• _Your objective_: Please report every line below that contains the word "Write", copying each one in full. Case counts.

• _Rows_:
* * * * * * * * *
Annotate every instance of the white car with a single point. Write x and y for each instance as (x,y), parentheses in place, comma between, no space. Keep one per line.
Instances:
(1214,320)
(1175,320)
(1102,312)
* * * * * * * * *
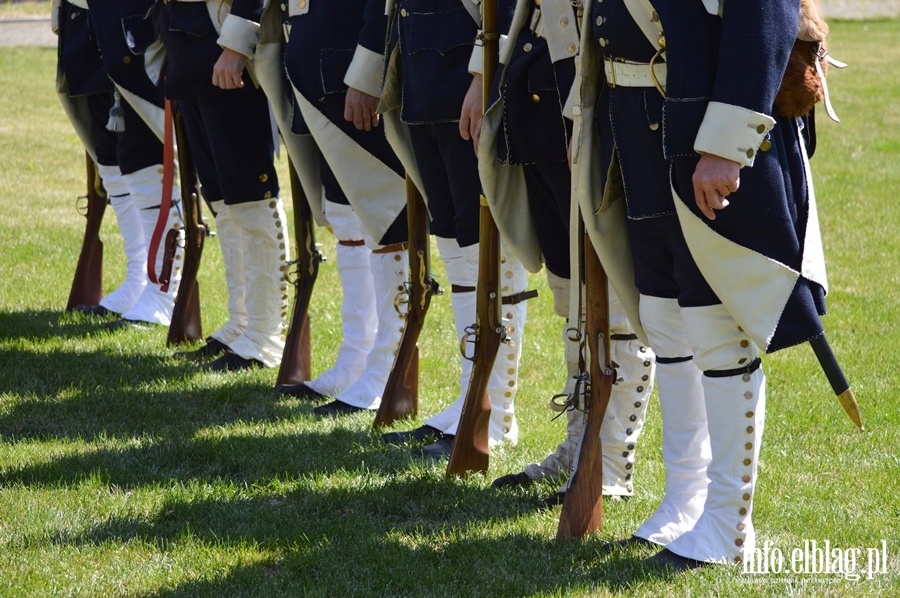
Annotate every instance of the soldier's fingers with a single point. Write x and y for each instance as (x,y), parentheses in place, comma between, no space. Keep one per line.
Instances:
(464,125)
* * * * * * * * *
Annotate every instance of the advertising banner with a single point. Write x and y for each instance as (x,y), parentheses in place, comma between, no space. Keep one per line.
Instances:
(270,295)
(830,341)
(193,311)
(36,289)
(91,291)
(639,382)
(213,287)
* * * * * * * * *
• _Correct result_:
Annotate every instance of the white car with a single point. Write x and y for each instance as (x,y), parentheses in place, comma between, no space. Keep one per line.
Annotate every instance of the soldier's fingers with a single point. Write x and y for each instance as (x,y), parentheses in place, comma between, no space. Keep one per line.
Annotate every instance of the advertising banner with a single point. Write x and y for each instance as (x,y), parentheses in place, comma between, no space. Keep one per line.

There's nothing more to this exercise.